── Reading text
What do HbA1C test results look like?

  • The HbA1C levels are provided as either a percentage or in mmol/mol (which stands for millimoles per mole). 
    • A mole is a unit of measurement often used for chemical substances.
  • The higher the percentage, the higher your blood glucose levels are. 
  • An Hb1A1C below 5.7% is considered normal; between 5.7 and 6.4% may indicate you are pre-diabetic; and 6.5% or higher can indicate diabetes. 
  • In mmol/mol: below 42 corresponds to below 6.0%; 42-47 mmol/mol to 6.0 to 6.4%; and 48 mmol/mol to 6.5% or over.
  • The test’s results may change under certain conditions, including: -  
    • If a patient has kidney or liver failure, severe anaemia or a blood disorder such as thalassemia; 
    • If they have a less common type of haemoglobin found in some populations; or are under certain medications including steroids, opiates or dapsone (a drug used to treat leprosy). 
    • They may even change if a person is in early or late pregnancy.
    • HbA1C levels vary from person to person and also depend on their age, health conditions, medications being taken, and other factors.

Who needs to take the test and when?

  • According to the Indian Council of Medical Research’s Guidelines for Management of Type 2 Diabetes (2018), all individuals older than 30 years should be screened for diabetes. 
  • Those with one or more risk factors including: - 
    • Obesity,
    • An increased waist circumference, 
    • A history of or being treated for hypertension
    • A history of heart disease, and 
    • A history of polycystic ovarian syndrome should be screened earlier.
  • Retests should be conducted after three years in case of normal glucose tolerance. If a person is pre-diabetic, retests should be annual. 
  • Doctors may also ask to be tested more frequently if, for instance, one is planning to have a baby.
  • If one has diabetes, his/her doctor may ask to take it every three to six months, to check blood sugar levels and to check if the treatment plan is working.

What are the test’s limitations?

  • The HbA1C test does not replace other tests and may be carried out alongside the traditional blood sugar tests to test for diabetes and pre-diabetes. 
  • It is not uniformly accepted as a diagnostic test by all global medical bodies because of its relatively low sensitivity arising from difficulties in assay standardisation. 
    • A doctor may recommend a glucose test alongside an HbA1C test to obtain a clearer picture when diagnosing a person.
  • In some clinical situations, accurate measurements are harder to make by this test like:
    • Thalassaemia,
    • Structural haemoglobin variants in the population, 
    • Iron deficiency anaemia (relatively high in India), and 
    • The use of certain drugs.
  • In the case of India, where frequent occurrence of some of these above conditions in some parts of India, it is important that they are looked for when evaluating an inappropriately high or low HbA1C level. Alternative indices may have to be used for assessing glycemic control in these cases.

The HbA1C test is a crucial tool for diagnosing and managing diabetes, offering reliable results unaffected by recent meals. Despite its advantages, it's not universally accepted due to assay standardization issues and limitations in certain conditions. Doctors may recommend additional tests for a comprehensive diagnosis, especially in regions like India with specific population health challenges.
────
── Input data
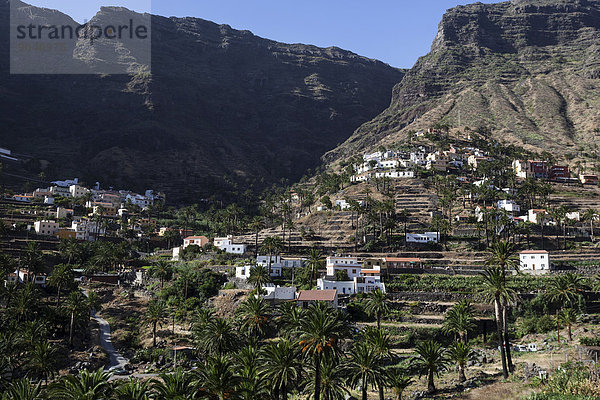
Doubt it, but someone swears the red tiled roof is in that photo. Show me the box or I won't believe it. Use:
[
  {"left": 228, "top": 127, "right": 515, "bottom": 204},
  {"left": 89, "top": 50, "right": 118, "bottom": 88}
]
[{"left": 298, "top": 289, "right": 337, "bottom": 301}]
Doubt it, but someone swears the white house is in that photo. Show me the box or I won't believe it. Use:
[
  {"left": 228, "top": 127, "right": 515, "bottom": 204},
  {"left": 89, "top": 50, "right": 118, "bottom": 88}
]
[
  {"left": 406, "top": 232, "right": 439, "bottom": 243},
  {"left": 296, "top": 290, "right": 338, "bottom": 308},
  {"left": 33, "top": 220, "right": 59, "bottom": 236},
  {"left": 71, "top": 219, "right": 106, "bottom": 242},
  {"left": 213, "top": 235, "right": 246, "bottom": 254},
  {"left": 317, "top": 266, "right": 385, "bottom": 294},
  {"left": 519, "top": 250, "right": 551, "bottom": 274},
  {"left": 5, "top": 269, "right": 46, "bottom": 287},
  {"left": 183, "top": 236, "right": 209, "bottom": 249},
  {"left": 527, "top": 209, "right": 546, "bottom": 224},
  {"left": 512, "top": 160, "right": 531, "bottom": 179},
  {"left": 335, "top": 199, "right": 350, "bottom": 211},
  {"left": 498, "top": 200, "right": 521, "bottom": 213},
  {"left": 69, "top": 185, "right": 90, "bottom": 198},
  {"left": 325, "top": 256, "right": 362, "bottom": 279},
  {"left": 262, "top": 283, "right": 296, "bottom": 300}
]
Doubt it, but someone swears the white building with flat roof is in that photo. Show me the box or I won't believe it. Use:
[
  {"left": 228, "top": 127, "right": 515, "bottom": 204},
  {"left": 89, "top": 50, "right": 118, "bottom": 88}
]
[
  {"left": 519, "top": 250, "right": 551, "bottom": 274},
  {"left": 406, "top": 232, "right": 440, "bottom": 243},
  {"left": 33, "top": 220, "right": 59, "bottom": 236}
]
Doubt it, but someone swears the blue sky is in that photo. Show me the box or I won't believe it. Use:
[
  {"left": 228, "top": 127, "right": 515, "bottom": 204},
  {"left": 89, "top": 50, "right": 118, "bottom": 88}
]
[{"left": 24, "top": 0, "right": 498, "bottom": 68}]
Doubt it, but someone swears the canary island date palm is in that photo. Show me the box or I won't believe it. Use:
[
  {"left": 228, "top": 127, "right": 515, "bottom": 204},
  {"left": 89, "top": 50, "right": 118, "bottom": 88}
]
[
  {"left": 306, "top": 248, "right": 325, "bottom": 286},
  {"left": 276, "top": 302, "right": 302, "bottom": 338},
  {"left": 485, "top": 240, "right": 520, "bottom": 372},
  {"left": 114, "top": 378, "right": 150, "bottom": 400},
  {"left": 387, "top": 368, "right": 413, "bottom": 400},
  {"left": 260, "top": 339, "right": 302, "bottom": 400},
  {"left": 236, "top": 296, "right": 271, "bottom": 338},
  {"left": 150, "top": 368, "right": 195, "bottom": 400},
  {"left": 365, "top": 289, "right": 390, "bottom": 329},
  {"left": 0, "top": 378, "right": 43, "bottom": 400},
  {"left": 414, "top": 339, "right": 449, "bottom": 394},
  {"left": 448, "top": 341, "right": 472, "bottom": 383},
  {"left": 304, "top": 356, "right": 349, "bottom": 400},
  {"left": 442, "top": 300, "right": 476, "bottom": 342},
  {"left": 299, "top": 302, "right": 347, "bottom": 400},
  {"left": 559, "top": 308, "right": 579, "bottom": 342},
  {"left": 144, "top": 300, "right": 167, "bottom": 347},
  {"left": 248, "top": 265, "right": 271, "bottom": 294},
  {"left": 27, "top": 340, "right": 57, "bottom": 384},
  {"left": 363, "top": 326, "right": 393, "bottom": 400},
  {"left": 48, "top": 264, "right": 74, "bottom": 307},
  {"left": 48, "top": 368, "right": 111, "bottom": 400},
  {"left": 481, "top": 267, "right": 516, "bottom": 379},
────
• [Exercise prompt] In the text on the HbA1C test, how often should a person who is pre-diabetic be retested?

• [Solved problem] Retests should be annual.